Records for this task

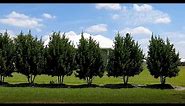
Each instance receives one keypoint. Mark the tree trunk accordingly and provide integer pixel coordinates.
(2, 78)
(162, 80)
(62, 79)
(28, 79)
(125, 79)
(59, 79)
(89, 81)
(33, 79)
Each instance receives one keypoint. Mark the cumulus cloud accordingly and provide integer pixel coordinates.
(48, 16)
(115, 16)
(137, 31)
(103, 41)
(108, 6)
(21, 20)
(164, 20)
(142, 14)
(10, 32)
(97, 28)
(142, 8)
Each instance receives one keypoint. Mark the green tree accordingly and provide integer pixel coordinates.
(7, 50)
(125, 59)
(162, 60)
(29, 56)
(89, 60)
(61, 56)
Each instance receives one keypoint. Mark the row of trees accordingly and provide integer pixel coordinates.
(27, 55)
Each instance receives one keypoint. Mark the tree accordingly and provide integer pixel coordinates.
(61, 56)
(162, 60)
(7, 50)
(89, 60)
(29, 56)
(125, 59)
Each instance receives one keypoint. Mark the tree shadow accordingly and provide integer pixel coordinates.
(158, 86)
(50, 85)
(111, 86)
(118, 86)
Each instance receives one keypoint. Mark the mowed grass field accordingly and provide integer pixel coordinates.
(94, 94)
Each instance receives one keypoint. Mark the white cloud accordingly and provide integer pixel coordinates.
(142, 14)
(109, 6)
(97, 28)
(10, 32)
(104, 42)
(164, 20)
(142, 8)
(48, 16)
(21, 20)
(115, 16)
(137, 31)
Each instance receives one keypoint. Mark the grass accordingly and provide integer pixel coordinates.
(93, 94)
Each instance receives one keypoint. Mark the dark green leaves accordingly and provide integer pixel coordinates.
(126, 58)
(89, 59)
(162, 59)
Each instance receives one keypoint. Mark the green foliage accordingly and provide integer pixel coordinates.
(61, 56)
(89, 60)
(29, 56)
(162, 59)
(7, 50)
(126, 59)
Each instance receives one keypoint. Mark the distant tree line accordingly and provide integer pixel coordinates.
(27, 55)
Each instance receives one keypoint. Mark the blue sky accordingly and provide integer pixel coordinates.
(102, 21)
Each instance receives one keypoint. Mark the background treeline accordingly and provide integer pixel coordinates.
(27, 55)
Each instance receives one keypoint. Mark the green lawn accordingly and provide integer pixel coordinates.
(94, 95)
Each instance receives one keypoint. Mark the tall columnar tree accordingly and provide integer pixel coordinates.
(89, 60)
(126, 58)
(29, 56)
(61, 56)
(162, 60)
(7, 50)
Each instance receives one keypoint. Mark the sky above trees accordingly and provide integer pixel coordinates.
(101, 21)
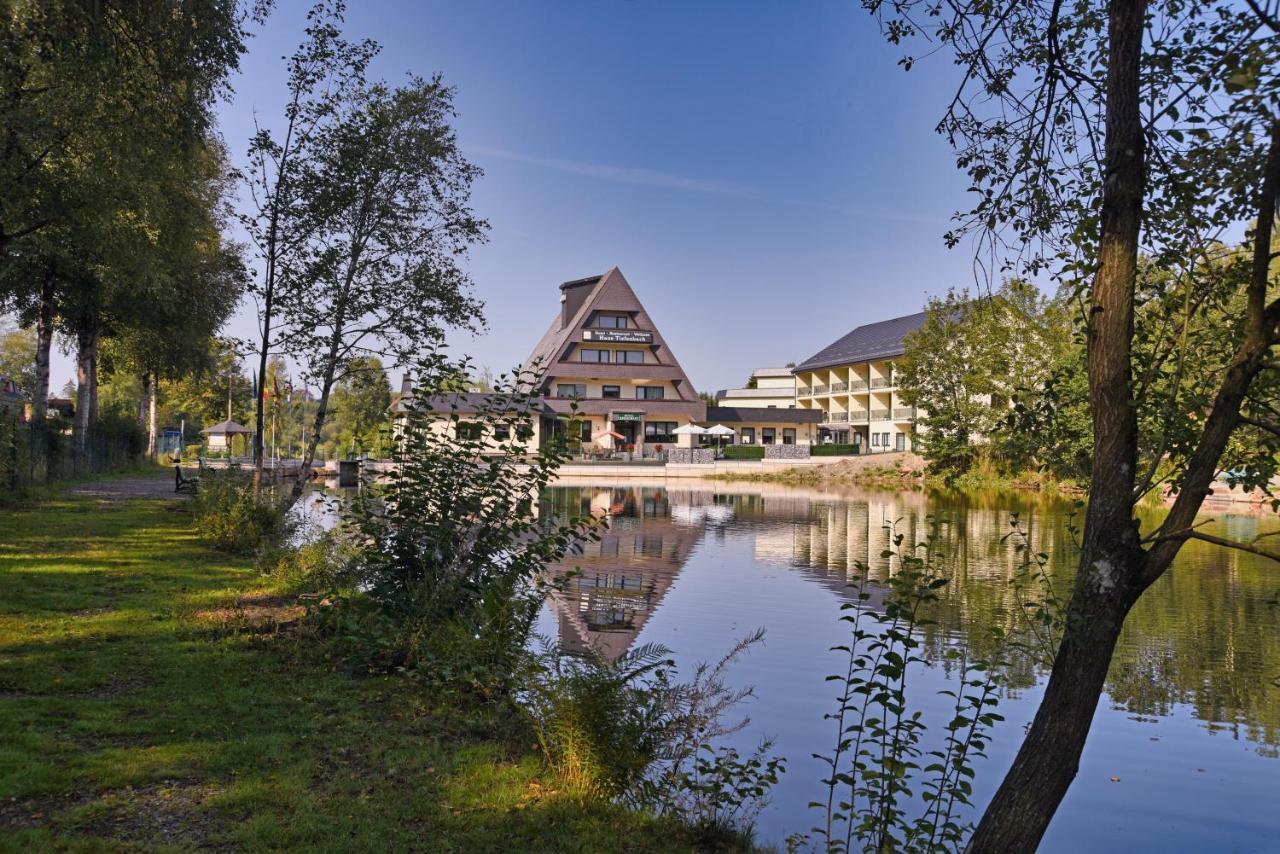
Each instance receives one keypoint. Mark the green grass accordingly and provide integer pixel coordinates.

Exercise aim
Starting with the line that contains "Each instance receives one keypoint. Mark the tree shadow" and going on through the end of the records, write out those lines again, requests included, and shift every coordinate in the answers up by 76. Leave the pictures out.

Complete answer
Each instance receives one keypoint. Mark the tree shadow accordingly and provide integer pixel coordinates.
(234, 162)
(126, 161)
(187, 162)
(194, 162)
Each instance receives one keypoint. Mark the mowed grass field accordingly and provide integer pixel coordinates.
(170, 170)
Each instance receives one keypoint. Mark the white cloud accordingly and provide integer pixel coordinates.
(218, 90)
(185, 82)
(173, 104)
(86, 108)
(180, 118)
(240, 96)
(218, 84)
(124, 92)
(97, 96)
(191, 92)
(213, 107)
Each instance receives one keypoint. Mark the grass accordingly and provide integer pixel coordinates.
(169, 170)
Each instance receives one keypoint. Mark the dark green leaves accordingly and provide integer pixel coordinates.
(202, 134)
(165, 135)
(238, 135)
Each instance receives one keypoint. Mark the green foliage accordingly and provide integer pixel coordinates.
(137, 132)
(165, 136)
(105, 132)
(238, 135)
(83, 126)
(202, 135)
Each instance receives one keypoint. Mark the distant tree line accordingly and provide integer pixel coordinates.
(103, 131)
Each instance receives one keypoint. Mark the blue sky accordingly and provide integer pixel coordinates.
(178, 97)
Each instance receives one keypoint. Mark the background treeline accordingly and provide integer pixel coordinates.
(103, 131)
Each instance receives one keypoint. Mark the green lawn accordingly and provide integer pixel coordinates.
(170, 171)
Each instance receives one keypoint. Mark the tall columnar tree accordingly and provide integer pixel coordinates.
(165, 136)
(202, 134)
(105, 132)
(137, 132)
(238, 136)
(83, 126)
Each instance receives one keypoint. Mark the sky above trees accordingly and provide integer pixel coordinates.
(177, 97)
Each instance receives one keypoint. Mark the green grass accordingly and provide integer pixel coordinates.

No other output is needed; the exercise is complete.